## Requirement
Transcribe each entry so that it matches the original exactly.

Referring expression data:
● ● ● ●

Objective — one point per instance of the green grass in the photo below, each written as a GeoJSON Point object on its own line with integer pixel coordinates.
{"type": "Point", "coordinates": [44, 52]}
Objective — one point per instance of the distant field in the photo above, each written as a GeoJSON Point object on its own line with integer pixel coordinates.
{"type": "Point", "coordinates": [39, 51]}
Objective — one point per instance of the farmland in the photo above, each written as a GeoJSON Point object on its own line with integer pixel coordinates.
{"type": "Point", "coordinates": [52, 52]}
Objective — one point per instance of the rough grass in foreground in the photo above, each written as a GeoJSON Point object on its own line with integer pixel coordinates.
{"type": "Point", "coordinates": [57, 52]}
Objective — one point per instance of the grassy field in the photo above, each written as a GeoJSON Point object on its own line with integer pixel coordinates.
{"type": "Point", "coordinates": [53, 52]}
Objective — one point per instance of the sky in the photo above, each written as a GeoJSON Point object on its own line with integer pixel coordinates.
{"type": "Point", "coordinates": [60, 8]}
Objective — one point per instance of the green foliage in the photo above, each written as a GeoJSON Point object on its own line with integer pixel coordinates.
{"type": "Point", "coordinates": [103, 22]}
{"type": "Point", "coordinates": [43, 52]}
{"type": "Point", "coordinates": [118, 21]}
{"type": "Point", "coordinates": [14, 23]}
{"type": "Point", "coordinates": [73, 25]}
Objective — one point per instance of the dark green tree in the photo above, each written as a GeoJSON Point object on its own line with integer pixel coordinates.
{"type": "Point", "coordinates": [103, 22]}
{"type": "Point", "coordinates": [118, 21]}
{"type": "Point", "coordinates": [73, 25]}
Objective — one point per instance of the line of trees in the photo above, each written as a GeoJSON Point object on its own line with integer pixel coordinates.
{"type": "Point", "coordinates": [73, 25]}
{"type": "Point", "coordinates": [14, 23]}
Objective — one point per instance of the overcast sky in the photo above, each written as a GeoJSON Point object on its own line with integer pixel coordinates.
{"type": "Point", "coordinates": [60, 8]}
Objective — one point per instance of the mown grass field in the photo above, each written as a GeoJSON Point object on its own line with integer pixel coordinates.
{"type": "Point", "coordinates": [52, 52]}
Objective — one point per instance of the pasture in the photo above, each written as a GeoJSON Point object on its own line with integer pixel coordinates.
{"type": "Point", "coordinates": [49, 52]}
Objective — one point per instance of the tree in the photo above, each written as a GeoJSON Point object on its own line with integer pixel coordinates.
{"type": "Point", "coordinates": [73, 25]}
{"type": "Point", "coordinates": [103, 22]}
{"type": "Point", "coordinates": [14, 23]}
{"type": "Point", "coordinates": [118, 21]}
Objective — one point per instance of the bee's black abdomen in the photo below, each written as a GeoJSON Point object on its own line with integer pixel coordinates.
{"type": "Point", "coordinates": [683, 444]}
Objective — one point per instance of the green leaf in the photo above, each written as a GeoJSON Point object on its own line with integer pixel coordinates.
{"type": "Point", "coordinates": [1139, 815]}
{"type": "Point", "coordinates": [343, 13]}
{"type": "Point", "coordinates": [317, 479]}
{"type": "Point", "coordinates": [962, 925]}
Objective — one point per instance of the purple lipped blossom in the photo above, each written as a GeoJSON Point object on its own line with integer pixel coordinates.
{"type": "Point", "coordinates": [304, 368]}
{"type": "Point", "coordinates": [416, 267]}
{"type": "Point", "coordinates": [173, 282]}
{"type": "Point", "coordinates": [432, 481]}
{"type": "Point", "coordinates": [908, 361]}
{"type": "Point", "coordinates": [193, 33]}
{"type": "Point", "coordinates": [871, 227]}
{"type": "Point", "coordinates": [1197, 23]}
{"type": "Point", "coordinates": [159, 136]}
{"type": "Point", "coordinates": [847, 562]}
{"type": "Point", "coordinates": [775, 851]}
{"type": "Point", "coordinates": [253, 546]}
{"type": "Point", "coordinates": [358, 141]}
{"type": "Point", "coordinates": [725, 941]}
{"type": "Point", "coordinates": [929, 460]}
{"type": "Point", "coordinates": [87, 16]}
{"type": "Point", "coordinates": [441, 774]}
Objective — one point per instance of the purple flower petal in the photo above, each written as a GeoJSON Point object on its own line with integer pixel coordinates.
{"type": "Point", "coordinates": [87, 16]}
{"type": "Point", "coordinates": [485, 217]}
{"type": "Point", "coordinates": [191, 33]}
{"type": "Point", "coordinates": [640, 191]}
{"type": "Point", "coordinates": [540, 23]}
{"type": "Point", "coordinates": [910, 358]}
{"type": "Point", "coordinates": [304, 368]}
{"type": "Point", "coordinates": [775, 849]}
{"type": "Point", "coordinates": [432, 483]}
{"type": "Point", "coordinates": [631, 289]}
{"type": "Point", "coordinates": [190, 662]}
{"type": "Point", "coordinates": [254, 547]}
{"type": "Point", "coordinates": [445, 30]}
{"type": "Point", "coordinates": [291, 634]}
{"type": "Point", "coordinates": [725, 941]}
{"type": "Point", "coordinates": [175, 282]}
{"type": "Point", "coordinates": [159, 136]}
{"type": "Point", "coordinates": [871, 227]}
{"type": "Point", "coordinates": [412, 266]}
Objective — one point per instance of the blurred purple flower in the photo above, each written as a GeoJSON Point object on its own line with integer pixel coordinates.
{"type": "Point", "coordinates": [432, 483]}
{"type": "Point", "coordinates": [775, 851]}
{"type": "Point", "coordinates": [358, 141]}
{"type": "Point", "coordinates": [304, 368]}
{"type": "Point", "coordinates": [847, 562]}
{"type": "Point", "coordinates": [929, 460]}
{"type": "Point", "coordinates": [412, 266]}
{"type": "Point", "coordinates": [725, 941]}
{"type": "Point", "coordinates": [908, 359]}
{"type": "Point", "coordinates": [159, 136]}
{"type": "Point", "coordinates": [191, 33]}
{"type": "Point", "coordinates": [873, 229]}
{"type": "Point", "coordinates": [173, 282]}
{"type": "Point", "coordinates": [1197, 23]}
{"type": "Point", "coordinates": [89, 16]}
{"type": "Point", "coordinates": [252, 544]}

● ● ● ●

## Answer to this problem
Objective — one point per instance of the green grass in the photo below, each written as a GeoJSON Point object on its own line with integer pixel coordinates.
{"type": "Point", "coordinates": [44, 52]}
Objective — one point per instance of the distant field in the photo above, each written as a GeoJSON Point object on its own line with integer pixel coordinates.
{"type": "Point", "coordinates": [39, 51]}
Objective — one point per instance of the farmland in the photo above, each written as a GeoJSON Point object on its own line with integer pixel coordinates.
{"type": "Point", "coordinates": [52, 52]}
Objective — one point per instance of the rough grass in foreground in the photo above, each written as a GeoJSON Point object on its own line with integer pixel coordinates.
{"type": "Point", "coordinates": [57, 52]}
Objective — one point per instance of the grassy field in the photo above, each written as a GeoJSON Point object on its own line with integer pixel coordinates.
{"type": "Point", "coordinates": [53, 52]}
Objective — one point per instance of the sky in the photo above, each written as a GeoJSON Point object on its own line with integer pixel coordinates.
{"type": "Point", "coordinates": [60, 8]}
Objective — one point per instance of the green foliage in the photo above, each written as a GeoJSON Point object on its own line with integer pixel coordinates.
{"type": "Point", "coordinates": [103, 22]}
{"type": "Point", "coordinates": [43, 52]}
{"type": "Point", "coordinates": [118, 21]}
{"type": "Point", "coordinates": [14, 23]}
{"type": "Point", "coordinates": [73, 25]}
Objective — one point per instance of the dark green tree in the photo above, each written as a GeoJSON Point object on its own line with integer pixel coordinates.
{"type": "Point", "coordinates": [103, 22]}
{"type": "Point", "coordinates": [118, 21]}
{"type": "Point", "coordinates": [73, 25]}
Objective — one point per instance of the line of trees in the photo above, each written as a GeoJSON Point object on its own line with integer pixel coordinates.
{"type": "Point", "coordinates": [73, 25]}
{"type": "Point", "coordinates": [14, 23]}
Objective — one point per instance of the overcast sky in the photo above, each written as a GeoJSON Point object on its own line with integer pixel coordinates.
{"type": "Point", "coordinates": [60, 8]}
Objective — one point per instance of the mown grass field in the photo above, each written as a GeoJSON Point object on its own line with integer pixel coordinates.
{"type": "Point", "coordinates": [52, 52]}
Objective — one point per instance of the pasture in the photo above, each written as a GeoJSON Point object on its own line with integer pixel coordinates.
{"type": "Point", "coordinates": [49, 52]}
Objective — one point per instance of the tree in the photo above, each written as a GeoJSON Point object on its own line with integer pixel coordinates.
{"type": "Point", "coordinates": [73, 25]}
{"type": "Point", "coordinates": [103, 22]}
{"type": "Point", "coordinates": [14, 23]}
{"type": "Point", "coordinates": [118, 21]}
Objective — one point per instance of the bee's black abdomen in the photo below, each written as a GeoJSON Point object on its own line with integer pixel coordinates.
{"type": "Point", "coordinates": [683, 444]}
Objective — one point per instance of the green leaf in the photo above, each written as a GeoJSON Point object on its own line with integer pixel coordinates.
{"type": "Point", "coordinates": [1139, 815]}
{"type": "Point", "coordinates": [343, 13]}
{"type": "Point", "coordinates": [317, 479]}
{"type": "Point", "coordinates": [962, 925]}
Objective — one point per instance of the purple lipped blossom in the photo above, each written as a GeoJSON Point object on its own line with integer pixel coordinates.
{"type": "Point", "coordinates": [304, 368]}
{"type": "Point", "coordinates": [416, 267]}
{"type": "Point", "coordinates": [173, 282]}
{"type": "Point", "coordinates": [432, 481]}
{"type": "Point", "coordinates": [908, 361]}
{"type": "Point", "coordinates": [193, 33]}
{"type": "Point", "coordinates": [871, 227]}
{"type": "Point", "coordinates": [1197, 23]}
{"type": "Point", "coordinates": [159, 136]}
{"type": "Point", "coordinates": [847, 562]}
{"type": "Point", "coordinates": [775, 851]}
{"type": "Point", "coordinates": [253, 546]}
{"type": "Point", "coordinates": [358, 141]}
{"type": "Point", "coordinates": [725, 941]}
{"type": "Point", "coordinates": [929, 460]}
{"type": "Point", "coordinates": [87, 16]}
{"type": "Point", "coordinates": [441, 774]}
Objective — one point per instance of the purple flower petal in the photo above, each written as a GeoJSON Point object on its own line with integer pixel coordinates.
{"type": "Point", "coordinates": [87, 16]}
{"type": "Point", "coordinates": [485, 217]}
{"type": "Point", "coordinates": [191, 33]}
{"type": "Point", "coordinates": [640, 191]}
{"type": "Point", "coordinates": [540, 23]}
{"type": "Point", "coordinates": [910, 358]}
{"type": "Point", "coordinates": [304, 368]}
{"type": "Point", "coordinates": [775, 849]}
{"type": "Point", "coordinates": [432, 483]}
{"type": "Point", "coordinates": [631, 289]}
{"type": "Point", "coordinates": [190, 662]}
{"type": "Point", "coordinates": [254, 547]}
{"type": "Point", "coordinates": [445, 30]}
{"type": "Point", "coordinates": [291, 634]}
{"type": "Point", "coordinates": [725, 941]}
{"type": "Point", "coordinates": [175, 282]}
{"type": "Point", "coordinates": [159, 136]}
{"type": "Point", "coordinates": [871, 227]}
{"type": "Point", "coordinates": [412, 266]}
Objective — one point per instance of the blurred purple flower in the photo above, each written as a GeoJSON Point object on its own line with integer pixel coordinates.
{"type": "Point", "coordinates": [432, 483]}
{"type": "Point", "coordinates": [775, 851]}
{"type": "Point", "coordinates": [358, 141]}
{"type": "Point", "coordinates": [304, 368]}
{"type": "Point", "coordinates": [847, 562]}
{"type": "Point", "coordinates": [929, 460]}
{"type": "Point", "coordinates": [412, 266]}
{"type": "Point", "coordinates": [725, 941]}
{"type": "Point", "coordinates": [908, 359]}
{"type": "Point", "coordinates": [159, 136]}
{"type": "Point", "coordinates": [191, 33]}
{"type": "Point", "coordinates": [873, 229]}
{"type": "Point", "coordinates": [173, 282]}
{"type": "Point", "coordinates": [1197, 23]}
{"type": "Point", "coordinates": [89, 16]}
{"type": "Point", "coordinates": [252, 544]}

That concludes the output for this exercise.